---------- TASK INPUT ----------
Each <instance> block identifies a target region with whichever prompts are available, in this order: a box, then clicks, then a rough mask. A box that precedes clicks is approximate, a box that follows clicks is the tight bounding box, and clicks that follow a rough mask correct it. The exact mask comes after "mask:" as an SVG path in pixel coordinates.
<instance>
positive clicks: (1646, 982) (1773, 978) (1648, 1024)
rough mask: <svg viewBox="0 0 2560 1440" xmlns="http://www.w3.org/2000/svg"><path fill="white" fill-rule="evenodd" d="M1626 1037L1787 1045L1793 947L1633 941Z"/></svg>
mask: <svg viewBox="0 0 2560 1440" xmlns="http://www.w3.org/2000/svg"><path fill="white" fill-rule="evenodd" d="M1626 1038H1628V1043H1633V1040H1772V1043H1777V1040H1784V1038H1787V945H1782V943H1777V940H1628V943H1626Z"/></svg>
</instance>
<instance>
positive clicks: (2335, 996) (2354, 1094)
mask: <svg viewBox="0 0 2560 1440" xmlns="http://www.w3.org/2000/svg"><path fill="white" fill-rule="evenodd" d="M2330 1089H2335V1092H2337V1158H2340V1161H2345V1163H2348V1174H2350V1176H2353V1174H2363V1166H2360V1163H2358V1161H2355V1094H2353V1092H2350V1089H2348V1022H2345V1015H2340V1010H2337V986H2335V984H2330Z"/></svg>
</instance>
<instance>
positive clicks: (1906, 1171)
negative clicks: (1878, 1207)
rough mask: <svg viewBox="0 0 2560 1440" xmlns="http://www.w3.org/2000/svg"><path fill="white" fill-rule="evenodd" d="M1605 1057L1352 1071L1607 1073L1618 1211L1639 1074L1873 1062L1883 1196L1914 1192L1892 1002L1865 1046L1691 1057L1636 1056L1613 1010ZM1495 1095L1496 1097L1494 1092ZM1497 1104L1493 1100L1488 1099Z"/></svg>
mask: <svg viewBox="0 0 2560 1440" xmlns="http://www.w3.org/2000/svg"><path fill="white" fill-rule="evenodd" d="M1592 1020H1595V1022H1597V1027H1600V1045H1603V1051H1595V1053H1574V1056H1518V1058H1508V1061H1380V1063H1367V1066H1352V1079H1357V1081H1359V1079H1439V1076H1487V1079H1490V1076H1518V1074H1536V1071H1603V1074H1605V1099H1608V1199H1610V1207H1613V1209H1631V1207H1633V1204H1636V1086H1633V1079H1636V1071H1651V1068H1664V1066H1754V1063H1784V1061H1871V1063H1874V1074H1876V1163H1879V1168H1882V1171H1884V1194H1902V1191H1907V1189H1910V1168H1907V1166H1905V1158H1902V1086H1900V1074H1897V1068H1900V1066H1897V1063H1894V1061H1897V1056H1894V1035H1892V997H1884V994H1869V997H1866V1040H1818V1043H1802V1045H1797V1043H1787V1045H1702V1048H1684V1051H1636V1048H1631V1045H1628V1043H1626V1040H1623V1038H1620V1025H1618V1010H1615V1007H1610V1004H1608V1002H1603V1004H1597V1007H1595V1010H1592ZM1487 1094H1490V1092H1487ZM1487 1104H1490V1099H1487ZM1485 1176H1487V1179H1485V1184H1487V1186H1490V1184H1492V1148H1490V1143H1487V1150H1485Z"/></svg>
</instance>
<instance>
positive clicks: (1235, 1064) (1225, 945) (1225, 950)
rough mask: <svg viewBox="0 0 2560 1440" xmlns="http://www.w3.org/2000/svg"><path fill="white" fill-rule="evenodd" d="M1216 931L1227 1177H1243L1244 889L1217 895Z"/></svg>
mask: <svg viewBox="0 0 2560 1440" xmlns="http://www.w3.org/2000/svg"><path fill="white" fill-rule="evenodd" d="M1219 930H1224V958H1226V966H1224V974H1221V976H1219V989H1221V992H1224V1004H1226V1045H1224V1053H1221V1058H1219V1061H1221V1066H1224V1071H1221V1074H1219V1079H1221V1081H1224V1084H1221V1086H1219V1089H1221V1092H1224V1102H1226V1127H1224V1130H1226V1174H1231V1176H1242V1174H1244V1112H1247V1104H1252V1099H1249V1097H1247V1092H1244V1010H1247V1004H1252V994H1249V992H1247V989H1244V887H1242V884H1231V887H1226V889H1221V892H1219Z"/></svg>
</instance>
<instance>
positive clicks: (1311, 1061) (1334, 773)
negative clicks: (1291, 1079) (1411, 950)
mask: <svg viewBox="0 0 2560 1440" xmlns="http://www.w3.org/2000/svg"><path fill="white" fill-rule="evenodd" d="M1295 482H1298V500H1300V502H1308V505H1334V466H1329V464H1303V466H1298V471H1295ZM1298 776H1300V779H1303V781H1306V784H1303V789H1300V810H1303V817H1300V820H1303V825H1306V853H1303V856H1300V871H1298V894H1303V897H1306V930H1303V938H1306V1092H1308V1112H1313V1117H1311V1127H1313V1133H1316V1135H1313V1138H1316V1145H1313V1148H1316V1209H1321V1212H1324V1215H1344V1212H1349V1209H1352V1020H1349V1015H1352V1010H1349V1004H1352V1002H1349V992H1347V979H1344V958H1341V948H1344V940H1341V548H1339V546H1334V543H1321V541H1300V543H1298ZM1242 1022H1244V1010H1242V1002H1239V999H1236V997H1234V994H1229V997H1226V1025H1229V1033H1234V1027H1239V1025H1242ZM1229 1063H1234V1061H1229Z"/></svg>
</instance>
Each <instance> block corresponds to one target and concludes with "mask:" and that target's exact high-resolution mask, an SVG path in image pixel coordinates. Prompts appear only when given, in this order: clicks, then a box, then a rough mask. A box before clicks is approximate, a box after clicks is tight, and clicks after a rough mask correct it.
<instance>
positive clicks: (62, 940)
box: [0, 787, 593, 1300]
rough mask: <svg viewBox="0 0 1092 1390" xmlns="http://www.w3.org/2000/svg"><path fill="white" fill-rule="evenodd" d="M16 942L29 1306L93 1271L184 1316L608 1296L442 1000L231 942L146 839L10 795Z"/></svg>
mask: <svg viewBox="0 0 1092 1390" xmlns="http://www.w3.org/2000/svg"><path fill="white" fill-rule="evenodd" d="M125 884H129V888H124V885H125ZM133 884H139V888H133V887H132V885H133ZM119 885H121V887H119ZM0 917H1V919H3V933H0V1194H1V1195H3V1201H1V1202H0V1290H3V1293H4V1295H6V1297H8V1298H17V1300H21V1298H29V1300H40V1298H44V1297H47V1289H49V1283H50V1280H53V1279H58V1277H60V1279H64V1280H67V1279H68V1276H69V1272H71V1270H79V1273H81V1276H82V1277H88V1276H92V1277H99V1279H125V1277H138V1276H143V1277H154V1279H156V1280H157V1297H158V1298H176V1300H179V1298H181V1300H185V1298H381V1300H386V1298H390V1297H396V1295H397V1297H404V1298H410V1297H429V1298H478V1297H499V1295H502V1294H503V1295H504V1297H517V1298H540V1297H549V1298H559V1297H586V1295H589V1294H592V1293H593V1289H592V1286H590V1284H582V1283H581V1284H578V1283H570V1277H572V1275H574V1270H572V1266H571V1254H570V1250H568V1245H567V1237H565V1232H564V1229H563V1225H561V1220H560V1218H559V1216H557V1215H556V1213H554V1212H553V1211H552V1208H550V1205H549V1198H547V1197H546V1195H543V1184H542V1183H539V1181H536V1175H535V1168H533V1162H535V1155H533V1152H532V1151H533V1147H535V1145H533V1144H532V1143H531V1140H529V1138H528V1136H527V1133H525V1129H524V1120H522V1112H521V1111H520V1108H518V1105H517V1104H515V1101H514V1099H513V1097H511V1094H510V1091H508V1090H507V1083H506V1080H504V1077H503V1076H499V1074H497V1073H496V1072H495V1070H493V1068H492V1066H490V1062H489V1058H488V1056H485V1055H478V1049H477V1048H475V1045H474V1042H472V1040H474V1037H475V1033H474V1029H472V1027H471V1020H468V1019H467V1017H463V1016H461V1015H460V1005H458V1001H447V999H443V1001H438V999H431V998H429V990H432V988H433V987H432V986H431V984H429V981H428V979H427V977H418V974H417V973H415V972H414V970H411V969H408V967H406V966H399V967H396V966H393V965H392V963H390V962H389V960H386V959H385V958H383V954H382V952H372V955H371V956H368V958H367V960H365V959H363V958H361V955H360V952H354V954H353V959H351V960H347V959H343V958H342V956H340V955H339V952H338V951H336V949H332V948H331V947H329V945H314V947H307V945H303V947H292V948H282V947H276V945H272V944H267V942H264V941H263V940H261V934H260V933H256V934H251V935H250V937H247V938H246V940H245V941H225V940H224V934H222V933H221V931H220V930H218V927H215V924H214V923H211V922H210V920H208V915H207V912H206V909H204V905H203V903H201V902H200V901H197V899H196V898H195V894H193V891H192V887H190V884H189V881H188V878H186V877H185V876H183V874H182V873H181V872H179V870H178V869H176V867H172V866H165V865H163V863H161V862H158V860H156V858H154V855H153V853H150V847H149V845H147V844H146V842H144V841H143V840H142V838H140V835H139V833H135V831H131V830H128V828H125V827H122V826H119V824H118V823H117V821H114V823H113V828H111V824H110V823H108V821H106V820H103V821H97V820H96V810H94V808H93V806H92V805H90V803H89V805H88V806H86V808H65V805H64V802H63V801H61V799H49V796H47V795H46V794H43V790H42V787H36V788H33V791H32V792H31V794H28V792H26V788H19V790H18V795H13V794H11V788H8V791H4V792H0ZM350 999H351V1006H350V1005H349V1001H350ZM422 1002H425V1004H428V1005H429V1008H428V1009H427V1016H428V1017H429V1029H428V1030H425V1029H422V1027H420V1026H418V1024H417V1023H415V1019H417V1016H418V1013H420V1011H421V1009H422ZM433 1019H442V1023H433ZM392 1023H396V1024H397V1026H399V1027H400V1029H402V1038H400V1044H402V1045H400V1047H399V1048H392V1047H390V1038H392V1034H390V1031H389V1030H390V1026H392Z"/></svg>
----------
WHAT NEEDS TO BE DONE
Find every line of the entries above that contains the string "negative", matching case exactly, and copy each of those lines.

EXERCISE OUTPUT
negative clicks: (1878, 1207)
negative clicks: (1291, 1079) (1411, 950)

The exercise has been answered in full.